Protecting Employers Since 1985
By: Anthony J. Caruso, Esq.
Workers’ compensation in Illinois is a major cost in doing business for most employers. Therefore, business necessity requires that workers’ compensation costs be closely scrutinized by employers.
Below are several areas that affect workers’ compensation cost factors.
The best method of controlling workers’ compensation claims is to prevent accidents from happening. Most safety experts agree that a comprehensive safety program is worth the effort in reduced workers’ compensation costs.
Safety programs should do the following:
- Stress a clean and safe work environment-free of harmful conditions and hazardous chemicals.
- Utilize in-house and outside safety experts, ergonomists and insurance consultants.
- Educate all employees as to the proper procedures for the use of equipment and their anatomy.
- Eliminate any repetitive task or individual act likely to cause injury.
- Provide preventive appliances such as wrist splints and back supports along with ergonomically-designed work areas.
- Comply with all Occupational Safety and Health Act, federal and state regulations.

TASK PROMPT:
Answer from the workers' compensation article:
(a) Since what year does the header say employers have been protected?
(b) What does the article name as the best method of controlling workers' compensation claims?
(c) Which two preventive appliances does the list of safety program goals mention?

DATASET:
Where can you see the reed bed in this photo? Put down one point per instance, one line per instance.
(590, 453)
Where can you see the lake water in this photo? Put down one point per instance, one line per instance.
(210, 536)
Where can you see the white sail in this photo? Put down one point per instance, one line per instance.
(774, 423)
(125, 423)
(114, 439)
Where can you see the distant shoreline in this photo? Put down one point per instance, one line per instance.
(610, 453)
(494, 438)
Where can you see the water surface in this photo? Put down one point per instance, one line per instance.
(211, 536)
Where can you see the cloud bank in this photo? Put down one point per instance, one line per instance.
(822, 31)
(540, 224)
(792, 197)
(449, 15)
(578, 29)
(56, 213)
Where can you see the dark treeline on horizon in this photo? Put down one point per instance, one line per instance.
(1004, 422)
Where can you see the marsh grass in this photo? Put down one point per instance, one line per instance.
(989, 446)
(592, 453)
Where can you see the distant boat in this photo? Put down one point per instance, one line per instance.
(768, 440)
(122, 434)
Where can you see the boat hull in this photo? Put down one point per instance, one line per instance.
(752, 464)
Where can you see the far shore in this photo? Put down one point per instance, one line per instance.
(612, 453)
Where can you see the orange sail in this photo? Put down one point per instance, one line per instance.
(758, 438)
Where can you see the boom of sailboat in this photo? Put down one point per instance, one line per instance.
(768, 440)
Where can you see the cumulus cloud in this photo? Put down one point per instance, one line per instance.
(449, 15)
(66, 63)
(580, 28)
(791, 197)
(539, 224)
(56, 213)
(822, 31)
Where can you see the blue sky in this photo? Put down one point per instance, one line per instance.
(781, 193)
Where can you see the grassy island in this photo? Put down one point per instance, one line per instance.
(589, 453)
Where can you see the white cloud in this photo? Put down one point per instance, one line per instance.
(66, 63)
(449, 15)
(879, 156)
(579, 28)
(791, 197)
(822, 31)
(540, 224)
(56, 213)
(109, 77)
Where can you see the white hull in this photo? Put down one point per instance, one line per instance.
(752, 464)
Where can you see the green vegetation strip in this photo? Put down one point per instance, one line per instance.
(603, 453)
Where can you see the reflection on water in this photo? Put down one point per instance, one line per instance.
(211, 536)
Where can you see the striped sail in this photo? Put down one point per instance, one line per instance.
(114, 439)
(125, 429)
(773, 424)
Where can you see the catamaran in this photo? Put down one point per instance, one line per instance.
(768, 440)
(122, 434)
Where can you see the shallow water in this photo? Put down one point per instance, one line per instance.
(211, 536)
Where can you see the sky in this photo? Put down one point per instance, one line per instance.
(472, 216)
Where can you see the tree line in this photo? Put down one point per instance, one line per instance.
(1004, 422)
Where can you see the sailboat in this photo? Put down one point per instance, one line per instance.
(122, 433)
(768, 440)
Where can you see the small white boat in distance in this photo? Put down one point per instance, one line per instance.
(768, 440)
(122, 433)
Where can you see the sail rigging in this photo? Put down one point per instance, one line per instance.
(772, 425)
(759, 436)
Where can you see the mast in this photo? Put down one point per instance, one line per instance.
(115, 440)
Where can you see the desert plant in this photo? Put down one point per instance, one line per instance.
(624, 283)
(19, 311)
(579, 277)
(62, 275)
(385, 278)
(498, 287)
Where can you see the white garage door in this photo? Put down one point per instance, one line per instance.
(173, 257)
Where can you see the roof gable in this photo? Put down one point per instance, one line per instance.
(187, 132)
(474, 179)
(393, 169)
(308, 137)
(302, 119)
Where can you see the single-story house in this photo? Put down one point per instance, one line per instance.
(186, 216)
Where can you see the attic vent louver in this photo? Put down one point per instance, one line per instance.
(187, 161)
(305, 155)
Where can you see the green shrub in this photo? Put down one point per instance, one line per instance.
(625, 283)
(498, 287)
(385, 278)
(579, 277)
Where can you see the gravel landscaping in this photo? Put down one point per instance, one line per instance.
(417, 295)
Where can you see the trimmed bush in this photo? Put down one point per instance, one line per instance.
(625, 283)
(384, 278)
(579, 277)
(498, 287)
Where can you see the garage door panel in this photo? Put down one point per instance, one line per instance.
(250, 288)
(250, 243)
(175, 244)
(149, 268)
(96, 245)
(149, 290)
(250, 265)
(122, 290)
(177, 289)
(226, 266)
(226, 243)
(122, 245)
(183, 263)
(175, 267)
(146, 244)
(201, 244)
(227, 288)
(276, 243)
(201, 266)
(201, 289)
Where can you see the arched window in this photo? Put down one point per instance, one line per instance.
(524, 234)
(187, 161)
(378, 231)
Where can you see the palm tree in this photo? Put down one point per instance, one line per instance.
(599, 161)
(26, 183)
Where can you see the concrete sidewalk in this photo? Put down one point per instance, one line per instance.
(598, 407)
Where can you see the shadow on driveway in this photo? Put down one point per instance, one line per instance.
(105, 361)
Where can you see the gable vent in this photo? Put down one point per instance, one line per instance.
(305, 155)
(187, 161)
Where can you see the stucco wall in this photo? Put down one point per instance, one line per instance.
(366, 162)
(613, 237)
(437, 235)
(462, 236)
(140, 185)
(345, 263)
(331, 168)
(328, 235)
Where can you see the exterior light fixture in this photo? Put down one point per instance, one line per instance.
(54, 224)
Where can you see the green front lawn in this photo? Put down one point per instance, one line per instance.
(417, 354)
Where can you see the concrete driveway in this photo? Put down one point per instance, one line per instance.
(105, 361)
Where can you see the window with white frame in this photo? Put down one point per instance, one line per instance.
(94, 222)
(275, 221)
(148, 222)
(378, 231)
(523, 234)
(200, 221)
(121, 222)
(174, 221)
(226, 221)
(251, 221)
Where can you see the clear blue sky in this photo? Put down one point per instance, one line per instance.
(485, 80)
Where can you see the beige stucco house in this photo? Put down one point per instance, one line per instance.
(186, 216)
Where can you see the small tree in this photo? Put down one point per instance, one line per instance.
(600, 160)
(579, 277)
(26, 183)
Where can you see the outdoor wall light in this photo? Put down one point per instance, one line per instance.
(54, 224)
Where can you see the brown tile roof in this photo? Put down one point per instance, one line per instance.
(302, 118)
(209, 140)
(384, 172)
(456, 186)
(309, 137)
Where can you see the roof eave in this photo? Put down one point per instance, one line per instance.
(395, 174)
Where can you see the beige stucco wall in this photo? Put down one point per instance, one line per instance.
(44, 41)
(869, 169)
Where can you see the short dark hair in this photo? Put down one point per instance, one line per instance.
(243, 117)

ANSWER:
(a) 1985
(b) Preventing accidents from happening
(c) Wrist splints and back supports